◆ EXERCISE:
Copy the records below line for line, with no changes.

[Entries from an annotation dataset]
## BEGIN

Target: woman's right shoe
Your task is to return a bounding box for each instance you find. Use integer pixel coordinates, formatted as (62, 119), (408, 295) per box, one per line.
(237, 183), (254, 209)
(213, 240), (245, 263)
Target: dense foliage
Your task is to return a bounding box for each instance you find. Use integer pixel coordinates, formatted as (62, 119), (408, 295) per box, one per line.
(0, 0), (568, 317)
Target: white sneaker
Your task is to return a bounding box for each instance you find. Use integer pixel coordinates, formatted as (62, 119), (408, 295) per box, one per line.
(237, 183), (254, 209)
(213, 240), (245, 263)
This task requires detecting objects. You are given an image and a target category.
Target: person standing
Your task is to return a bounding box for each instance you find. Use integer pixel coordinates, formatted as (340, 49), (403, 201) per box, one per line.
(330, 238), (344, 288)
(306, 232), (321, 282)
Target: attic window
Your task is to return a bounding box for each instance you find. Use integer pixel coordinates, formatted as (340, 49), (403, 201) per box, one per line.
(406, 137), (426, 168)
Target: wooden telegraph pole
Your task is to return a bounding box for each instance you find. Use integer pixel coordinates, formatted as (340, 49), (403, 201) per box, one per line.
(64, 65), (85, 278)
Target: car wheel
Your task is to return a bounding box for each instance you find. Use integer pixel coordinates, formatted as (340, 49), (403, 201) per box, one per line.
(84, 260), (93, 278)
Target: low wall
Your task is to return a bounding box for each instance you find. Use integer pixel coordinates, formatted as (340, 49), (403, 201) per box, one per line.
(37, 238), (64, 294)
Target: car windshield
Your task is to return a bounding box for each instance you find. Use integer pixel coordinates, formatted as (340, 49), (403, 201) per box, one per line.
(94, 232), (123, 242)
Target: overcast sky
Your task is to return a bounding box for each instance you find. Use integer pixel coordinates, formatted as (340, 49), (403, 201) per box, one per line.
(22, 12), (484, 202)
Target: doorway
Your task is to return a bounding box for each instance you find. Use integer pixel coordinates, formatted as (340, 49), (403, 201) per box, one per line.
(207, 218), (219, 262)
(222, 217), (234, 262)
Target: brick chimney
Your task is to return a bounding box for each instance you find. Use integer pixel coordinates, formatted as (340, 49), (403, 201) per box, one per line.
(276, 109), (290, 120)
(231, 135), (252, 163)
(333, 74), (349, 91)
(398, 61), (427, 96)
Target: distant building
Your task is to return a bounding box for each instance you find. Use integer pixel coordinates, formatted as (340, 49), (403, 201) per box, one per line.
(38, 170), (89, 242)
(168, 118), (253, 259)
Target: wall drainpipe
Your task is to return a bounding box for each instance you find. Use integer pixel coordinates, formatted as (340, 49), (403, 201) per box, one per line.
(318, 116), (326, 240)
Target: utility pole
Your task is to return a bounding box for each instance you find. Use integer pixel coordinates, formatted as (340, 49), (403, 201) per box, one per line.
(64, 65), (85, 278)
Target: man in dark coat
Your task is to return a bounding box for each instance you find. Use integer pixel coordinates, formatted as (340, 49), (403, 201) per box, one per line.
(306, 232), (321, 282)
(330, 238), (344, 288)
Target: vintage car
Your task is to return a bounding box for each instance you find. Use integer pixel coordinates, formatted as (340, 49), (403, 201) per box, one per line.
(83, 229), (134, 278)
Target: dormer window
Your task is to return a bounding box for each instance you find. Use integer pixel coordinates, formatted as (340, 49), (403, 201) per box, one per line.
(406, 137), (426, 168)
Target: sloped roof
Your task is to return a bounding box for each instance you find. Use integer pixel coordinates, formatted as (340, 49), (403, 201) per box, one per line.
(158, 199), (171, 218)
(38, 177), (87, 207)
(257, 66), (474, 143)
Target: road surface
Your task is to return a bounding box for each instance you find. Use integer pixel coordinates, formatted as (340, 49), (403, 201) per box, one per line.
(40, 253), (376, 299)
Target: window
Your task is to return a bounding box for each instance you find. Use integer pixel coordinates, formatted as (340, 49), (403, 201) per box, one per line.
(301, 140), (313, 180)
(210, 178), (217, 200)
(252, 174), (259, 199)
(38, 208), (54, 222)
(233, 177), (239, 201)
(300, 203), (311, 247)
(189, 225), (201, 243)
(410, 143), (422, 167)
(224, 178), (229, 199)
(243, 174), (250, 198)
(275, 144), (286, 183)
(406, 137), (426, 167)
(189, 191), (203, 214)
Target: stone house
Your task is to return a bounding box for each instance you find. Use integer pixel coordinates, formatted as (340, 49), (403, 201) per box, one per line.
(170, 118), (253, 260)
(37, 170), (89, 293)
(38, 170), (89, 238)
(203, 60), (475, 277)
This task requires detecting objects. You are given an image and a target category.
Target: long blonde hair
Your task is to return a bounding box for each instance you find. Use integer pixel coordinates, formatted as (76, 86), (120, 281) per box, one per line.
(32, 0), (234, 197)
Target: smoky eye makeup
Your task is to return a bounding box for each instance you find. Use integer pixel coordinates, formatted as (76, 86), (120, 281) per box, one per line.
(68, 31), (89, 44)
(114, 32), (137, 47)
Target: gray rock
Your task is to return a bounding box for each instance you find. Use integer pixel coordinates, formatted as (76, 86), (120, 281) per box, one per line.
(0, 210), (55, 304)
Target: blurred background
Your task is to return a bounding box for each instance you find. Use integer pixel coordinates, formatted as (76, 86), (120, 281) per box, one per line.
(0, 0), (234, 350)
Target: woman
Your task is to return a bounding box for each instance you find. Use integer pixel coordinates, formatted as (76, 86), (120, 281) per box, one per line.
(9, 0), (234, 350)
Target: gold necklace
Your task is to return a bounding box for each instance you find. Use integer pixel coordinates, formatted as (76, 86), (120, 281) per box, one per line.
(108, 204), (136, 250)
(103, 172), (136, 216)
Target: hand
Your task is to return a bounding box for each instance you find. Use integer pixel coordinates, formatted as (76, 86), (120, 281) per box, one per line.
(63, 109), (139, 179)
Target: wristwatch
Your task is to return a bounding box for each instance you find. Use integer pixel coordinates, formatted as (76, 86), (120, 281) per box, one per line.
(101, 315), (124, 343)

## END

◆ FINAL RESULT:
Target: woman's right shoe
Your task is to return a bounding box for each instance you find. Use integer pixel coordinates, formatted as (62, 119), (408, 295) per box, one per line.
(237, 183), (254, 209)
(213, 240), (245, 263)
Target: dense foliage
Your task is to return a bounding box for each instance you find. Use integer pixel coordinates, formatted as (62, 119), (408, 295) per box, one per line.
(0, 0), (568, 317)
Target: white sneaker
Your task is to return a bounding box for each instance you find. Use integer pixel coordinates, formatted as (62, 119), (408, 295) per box, one per line.
(237, 183), (254, 209)
(213, 240), (245, 263)
This task requires detecting objects. You are given an image and a target category.
Target: person standing
Your task is to return a bounding box for each instance you find. Use integer pixel coordinates, formatted as (340, 49), (403, 201) per box, one per line.
(330, 238), (344, 288)
(306, 232), (321, 282)
Target: attic window
Your task is to return a bounding box for each instance you find. Use integer pixel coordinates, formatted as (340, 49), (403, 201) per box, one per line.
(406, 137), (426, 168)
Target: wooden telegraph pole
Your task is to return a bounding box for each instance you find. Use integer pixel coordinates, formatted as (340, 49), (403, 201) per box, one per line.
(64, 65), (85, 278)
Target: car wheel
Your task is to return a bounding box for each instance you find. Use integer pixel coordinates, formatted as (340, 49), (403, 201) per box, one per line.
(84, 260), (93, 278)
Target: low wall
Your task is to return a bounding box for each instance you find. Use integer pixel coordinates, formatted as (340, 49), (403, 201) per box, one per line.
(37, 238), (64, 294)
Target: car windshield
Your task is to return a bounding box for each instance you find. Use integer pixel coordinates, formatted as (340, 49), (403, 201) per box, one per line.
(94, 232), (123, 242)
Target: overcast sky
Your task is to return a bounding box for each instance you find. Use integer pixel coordinates, formatted as (340, 49), (403, 201) per box, one per line.
(22, 12), (484, 202)
Target: doorway
Your task is to return a bounding box for each instance you find. Use integer pixel coordinates, formatted as (340, 49), (403, 201) per box, one per line.
(207, 218), (219, 262)
(222, 217), (234, 262)
Target: brick chimney
Your task is to return a bounding box for each instance you find. Use integer pixel coordinates, formatted as (340, 49), (403, 201) per box, one per line.
(276, 109), (290, 120)
(231, 135), (252, 163)
(333, 74), (349, 91)
(398, 61), (427, 96)
Target: distant building
Your task is to return a bounding box for each instance you find. Use integer pixel coordinates, formatted as (340, 49), (403, 201) per box, one per line.
(38, 170), (89, 242)
(168, 118), (253, 259)
Target: wall drainpipe
Your task is to return a bounding box for each instance you find. Use integer pixel coordinates, formatted as (340, 49), (403, 201) per box, one per line.
(318, 116), (326, 240)
Target: utility pole
Your task is to return a bounding box for each instance you find. Use integer pixel coordinates, formatted as (340, 49), (403, 201) per box, one per line.
(64, 65), (85, 278)
Target: man in dark coat
Your task is to return a bounding box for each instance you find. Use integer pixel coordinates, formatted as (340, 49), (403, 201) per box, one per line.
(306, 232), (321, 282)
(330, 238), (344, 288)
Target: vintage car
Your task is to return a bounding box for each instance you find. Use integer pixel coordinates, formatted as (340, 49), (403, 201) per box, one per line.
(83, 229), (134, 278)
Target: dormer window
Your task is to return a bounding box for each instance you find. Use integer pixel coordinates, formatted as (340, 49), (403, 201) per box, one per line.
(406, 137), (426, 168)
Target: sloped roof
Your task is to return a bounding box for each instance you find. Use integer pixel coordinates, formatted as (340, 49), (403, 201) per box, one per line.
(158, 199), (171, 218)
(38, 177), (87, 207)
(257, 66), (474, 143)
Target: road surface
Your task is to return a bounding box for each instance you find. Use integer pixel coordinates, formatted as (340, 49), (403, 201) per box, one per line.
(40, 253), (376, 299)
Target: window
Your task is to return a bounding box for each instance you find. Use integer pixel coordinates, formatted as (340, 49), (403, 201) per box, one per line.
(301, 140), (313, 180)
(210, 178), (217, 200)
(252, 174), (259, 199)
(38, 208), (54, 222)
(233, 177), (239, 201)
(300, 203), (311, 247)
(189, 225), (201, 243)
(410, 143), (422, 167)
(224, 178), (229, 199)
(243, 174), (250, 198)
(275, 144), (286, 183)
(406, 137), (426, 167)
(189, 191), (203, 214)
Target: stone house
Your task is to return a bounding box for each instance you find. Use integer pixel coordinates, formatted as (340, 49), (403, 201) per box, one per line.
(170, 118), (253, 260)
(37, 170), (89, 293)
(38, 170), (89, 238)
(203, 60), (475, 277)
This task requires detecting objects. You are given an image and a target category.
Target: long blonde hair
Your task is to return a bounding box for each instance you find. Use integer pixel coordinates, formatted as (76, 86), (120, 281) per box, one per line.
(32, 0), (234, 197)
Target: smoky eye makeup
Your task is to return a bounding box for each instance you find. Use integer pixel coordinates, formatted as (76, 86), (120, 281) per box, one per line.
(68, 31), (89, 44)
(114, 32), (137, 47)
Target: gray rock
Your task is to return a bounding box for each instance you find. Use integer pixel coordinates, formatted as (76, 86), (120, 281) per box, one per line.
(0, 210), (55, 304)
Target: blurred background
Your task is to return a bounding box for each instance you find. Use integer pixel coordinates, formatted as (76, 86), (120, 281) per box, one per line.
(0, 0), (234, 350)
Target: woman
Your task is to return a bounding box for each instance you find. Use integer pixel coordinates, formatted as (76, 86), (120, 281) per box, one per line.
(9, 0), (234, 350)
Target: gold necklace
Your task is to return a bounding box for each instance you find. Use integer pixel coordinates, formatted as (76, 86), (120, 281) per box, one per line.
(108, 204), (136, 250)
(103, 172), (136, 216)
Target: hand
Your task is to return a bounding box for each instance you find. Use integer pixel coordinates, formatted as (76, 86), (120, 281) per box, one per line.
(63, 109), (139, 179)
Target: wristwatch
Your task is to return a bounding box for each instance you find. Use integer pixel coordinates, formatted as (76, 86), (120, 281) per box, one per line.
(101, 315), (124, 343)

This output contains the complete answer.